***** Source

We have created a new dataframe, hn_sql, including only rows that mention a SQL flavor.

1. Create a new column called `flavor` in the `hn_sql` dataframe, containing extracted mentions of SQL flavors, defined as:

    - Any time 'SQL' is preceded by one or more word characters.
    
    - Ignoring all case variation.

1. Use the `Series.str.lower()` method to clean the values in the flavor column by converting them to lowercase. Assign the values back to the column in `hn_sql`.

1. Use the `DataFrame.pivot_table()` method to create a pivot table, `sql_pivot`.
    - The index of the pivot table should be the `flavor` column.

**********
***** Data lines

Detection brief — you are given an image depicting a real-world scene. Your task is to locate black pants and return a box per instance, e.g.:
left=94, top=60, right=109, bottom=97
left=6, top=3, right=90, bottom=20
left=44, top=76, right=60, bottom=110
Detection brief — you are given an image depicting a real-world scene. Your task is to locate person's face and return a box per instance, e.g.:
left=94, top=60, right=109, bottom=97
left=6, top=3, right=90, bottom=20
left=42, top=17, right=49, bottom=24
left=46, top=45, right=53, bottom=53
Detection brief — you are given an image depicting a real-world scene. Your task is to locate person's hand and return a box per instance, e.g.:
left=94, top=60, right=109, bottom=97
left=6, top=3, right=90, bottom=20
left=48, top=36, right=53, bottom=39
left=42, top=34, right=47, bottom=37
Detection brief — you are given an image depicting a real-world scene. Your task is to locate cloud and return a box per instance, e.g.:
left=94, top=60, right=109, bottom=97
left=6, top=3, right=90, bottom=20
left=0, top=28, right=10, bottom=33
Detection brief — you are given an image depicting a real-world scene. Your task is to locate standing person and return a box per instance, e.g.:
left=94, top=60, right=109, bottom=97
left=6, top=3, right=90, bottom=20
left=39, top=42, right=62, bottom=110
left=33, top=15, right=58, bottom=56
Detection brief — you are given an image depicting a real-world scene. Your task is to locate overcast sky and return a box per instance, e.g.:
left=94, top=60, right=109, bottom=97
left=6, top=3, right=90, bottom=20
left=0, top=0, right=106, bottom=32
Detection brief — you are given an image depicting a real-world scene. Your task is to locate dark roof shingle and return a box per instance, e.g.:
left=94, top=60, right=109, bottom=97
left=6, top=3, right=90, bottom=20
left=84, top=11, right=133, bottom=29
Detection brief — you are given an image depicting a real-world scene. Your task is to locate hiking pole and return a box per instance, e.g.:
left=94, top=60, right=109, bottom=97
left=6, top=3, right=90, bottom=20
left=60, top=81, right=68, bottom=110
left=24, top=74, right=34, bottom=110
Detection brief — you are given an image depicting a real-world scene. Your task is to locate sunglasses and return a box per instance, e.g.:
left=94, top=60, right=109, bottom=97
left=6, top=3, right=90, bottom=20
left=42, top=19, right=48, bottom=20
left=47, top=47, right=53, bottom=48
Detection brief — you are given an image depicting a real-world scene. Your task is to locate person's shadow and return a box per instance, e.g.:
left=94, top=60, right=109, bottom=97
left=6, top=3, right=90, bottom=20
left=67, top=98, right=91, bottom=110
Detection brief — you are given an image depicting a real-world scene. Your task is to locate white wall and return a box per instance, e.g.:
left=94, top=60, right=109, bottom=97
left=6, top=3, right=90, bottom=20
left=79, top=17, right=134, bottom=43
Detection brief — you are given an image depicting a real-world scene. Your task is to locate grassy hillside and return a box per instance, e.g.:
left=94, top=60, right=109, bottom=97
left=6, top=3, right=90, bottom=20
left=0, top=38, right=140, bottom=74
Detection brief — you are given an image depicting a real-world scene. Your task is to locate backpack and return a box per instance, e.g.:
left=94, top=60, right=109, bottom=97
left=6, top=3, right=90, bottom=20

**********

- **Tasks to complete**:
**1.** Answer these questions using the SQL flavor exercise:
(a) Which dataframe includes only rows that mention a SQL flavor?
(b) Which method is used to convert the values in the flavor column to lowercase?
(c) Which column should serve as the index of the pivot table `sql_pivot`?
**2.** Continue the SQL flavor exercise from the point where it stops, keeping its list formatting.
The entries in the source data are separate material from the SQL flavor exercise.

- **Per-task answers**:
**1.**
(a) `hn_sql`
(b) `Series.str.lower()`
(c) The `flavor` column

**2.**
    - The values of the pivot table should be the mean of the `num_comments` column, aggregated by SQL flavor.

In [None]:
hn_sql = hn[hn['title'].str.contains(r"\w+SQL", flags=re.I)].copy()

#create flavor column (type of SQL)
#str.extract only works with capture groups (SQL)
hn_sql['flavor'] = hn_sql['title'].str.extract(r"(\w+SQL)", flags=re.I,expand=True)

hn_sql['flavor'] = hn_sql['flavor'].str.lower()
sql_pivot = pd.pivot_table(hn_sql,values='num_comments',index='flavor',aggfunc='mean')